◆ Document segment
The EU Regulation on Insolvency Proceedings2 applies to all EU Member States except Denmark and requires that certain collective insolvency proceedings, which are listed in Annex A to the Regulation, occurring in one EU Member State are automatically recognised in all other EU Member States and that each EU Member State automatically recognises the powers and authority of an insolvency practitioner appointed in another EU Member State.

Recognition of third country insolvency processes

The recognition of foreign insolvency processes in which the centre of the debtor’s main interests is located outside a Member State of the European Union in Portugal is subject to a judicial review process.

In this context, the Court will reject the recognition of foreign insolvency processes in Portugal if: (i) the jurisdiction of the foreign court has not been attributed under the criteria of debtor’s domicile, centre of debtor’s main interests, or equivalent connection, or (ii) the recognition of the insolvency process would lead to a result clearly contrary to the fundamental principles of the Portuguese legal system. 

Insolvency changes in response to COVID-19

For more information on changes to insolvency law in Portugal as a result of the COVID-19 pandemic please see our Guide to changes in insolvency law in response to COVID-19.

Despite no amendments to Insolvency law as result of COVID-19 pandemic having been announced so far, the Portuguese Government has implemented a suspension of the deadline for the Directors to voluntarily present a company for insolvency.

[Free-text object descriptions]
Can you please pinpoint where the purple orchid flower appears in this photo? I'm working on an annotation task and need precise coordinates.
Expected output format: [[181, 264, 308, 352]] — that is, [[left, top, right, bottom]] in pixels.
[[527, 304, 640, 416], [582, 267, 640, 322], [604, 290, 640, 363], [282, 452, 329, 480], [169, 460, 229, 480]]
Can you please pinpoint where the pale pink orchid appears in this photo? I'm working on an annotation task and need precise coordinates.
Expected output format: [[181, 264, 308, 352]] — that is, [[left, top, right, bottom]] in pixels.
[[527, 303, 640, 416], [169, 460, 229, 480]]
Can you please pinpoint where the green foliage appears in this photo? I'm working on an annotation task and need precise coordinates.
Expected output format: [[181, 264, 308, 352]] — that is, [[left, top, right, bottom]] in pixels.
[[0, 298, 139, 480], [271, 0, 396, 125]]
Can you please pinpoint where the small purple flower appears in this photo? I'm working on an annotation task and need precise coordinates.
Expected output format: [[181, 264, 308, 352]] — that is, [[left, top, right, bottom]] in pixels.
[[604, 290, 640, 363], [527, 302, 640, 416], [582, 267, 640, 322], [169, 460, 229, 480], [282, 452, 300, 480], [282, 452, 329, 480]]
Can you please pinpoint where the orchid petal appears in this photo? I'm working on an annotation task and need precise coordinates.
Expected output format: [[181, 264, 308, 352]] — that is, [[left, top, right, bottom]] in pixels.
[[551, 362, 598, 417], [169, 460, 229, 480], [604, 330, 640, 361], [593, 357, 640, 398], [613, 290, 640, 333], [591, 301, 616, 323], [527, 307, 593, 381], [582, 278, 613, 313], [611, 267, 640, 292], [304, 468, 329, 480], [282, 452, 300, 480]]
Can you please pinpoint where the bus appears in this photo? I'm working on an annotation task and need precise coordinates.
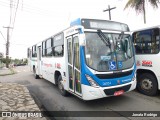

◆ Check your understanding
• A. Answer these questions from the insolvency text:
(i) To which EU Member State does the EU Regulation on Insolvency Proceedings not apply?
(ii) In Portugal, what is the recognition of foreign insolvency processes subject to when the centre of the debtor's main interests is outside the European Union?
(iii) Which deadline has the Portuguese Government suspended?
• B. Decide whether each statement agrees with the insolvency text. Answer yes or no and quote the words of the text that decide it.
(i) Under the EU Regulation, each Member State automatically recognizes the powers of an insolvency practitioner appointed in another Member State.
(ii) Amendments to Portuguese insolvency law have been announced because of the COVID-19 pandemic.
(iii) The Court will reject recognition of a foreign insolvency process if it would lead to a result clearly contrary to the fundamental principles of the Portuguese legal system.
• C. Rewrite the paragraph of the insolvency text that begins "In this context, the Court will reject" as a short list, keeping its main facts.

◆ Answers for each item
• A.
(i) Denmark.
(ii) A judicial review process.
(iii) The deadline for the Directors to voluntarily present a company for insolvency.

• B.
(i) Yes: "each EU Member State automatically recognises the powers and authority of an insolvency practitioner appointed in another EU Member State"
(ii) No: "Despite no amendments to Insolvency law as result of COVID-19 pandemic having been announced so far"
(iii) Yes: "the recognition of the insolvency process would lead to a result clearly contrary to the fundamental principles of the Portuguese legal system"

• C.
The Court will reject recognition of a foreign insolvency process in Portugal if:
- the foreign court's jurisdiction was not based on the debtor's domicile, the centre of the debtor's main interests, or an equivalent connection, or
- recognition would lead to a result clearly contrary to the fundamental principles of the Portuguese legal system.